## Text excerpt
----------

HILO, Hawaii — The green turtle and the more elusive hawksbill turtle come ashore to nest this time of year in the Hawaiian Islands.
A team of three researchers are camped out, waiting for them to arrive.
The researchers will stay at their spot for up to five months, monitoring how many females come ashore, how many nests are dug, and how many hatchlings make it to the open ocean.
National Oceanic and Atmospheric Administration Research Biologist T. Todd Jones said researchers recently counted 35 nesting turtles in one night. As of last week, the team had observed close to 180 individual turtles.
Jones, who also is the leader of the Marine Turtle Biology and Assessment Program, said it could be a “bigger year out there.”
Female green turtles can lay between two and seven nests per season, although turtles don’t nest every year. One female tracked by NOAA first laid eggs in the Northwestern Hawaiian Islands 38 years ago, the Hawaii Tribune-Herald reports (http://bit.ly/2riDLvA ).
Ninety-six percent of all honu in the state head to the Northwestern Hawaiian Islands to lay their eggs.
“The Northwesterns have more sandy areas and sandy spits for them to nest on,” Jones said.
Peak nesting season is in June, with some females continuing to lay eggs as late as September.
Green turtle populations have been increasing at a steady rate of about 5 percent annually since the 1980s, when federal protections were first put in place.
“We’re lucky in the sense that in Hawaii, people really value being able to see turtles,” said Michelle Bogardus, U.S. Fish and Wildlife Service team manager for Maui Nui and Hawaii Island.
In other parts of the Pacific, turtle poaching is still a significant threat.
The NOAA turtle team estimates there are between 3,000 and 4,000 female honu, and an overall population of about 8,000.
The overall honu’ea population in the state is estimated to be between 200 and 300. Since tagging of turtles began in 1991 on the Big Island, just 150 females have been identified.
Hawksbill turtles nest on Maui and the Big Island, primarily along the southern coast in Ka’u. The Hawaii Island volunteer team found its first nest two weeks ago.

----------

## Data records
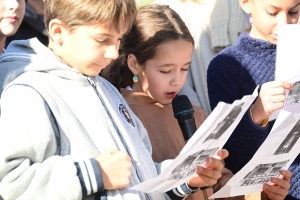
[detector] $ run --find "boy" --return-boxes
[0,0,25,53]
[0,0,228,200]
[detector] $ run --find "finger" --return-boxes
[197,170,221,187]
[104,148,120,154]
[197,167,222,179]
[217,149,229,160]
[270,94,286,103]
[205,157,224,171]
[271,177,291,190]
[270,102,284,112]
[280,170,292,182]
[263,183,288,200]
[261,81,293,90]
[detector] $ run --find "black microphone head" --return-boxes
[172,95,194,117]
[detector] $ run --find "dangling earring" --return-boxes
[132,75,139,83]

----------

## What is needed
According to the article on Hawaii's nesting sea turtles, what percentage of all honu in the state go to the Northwestern Hawaiian Islands to lay their eggs? Answer from the text alone.

## Answer
Ninety-six percent.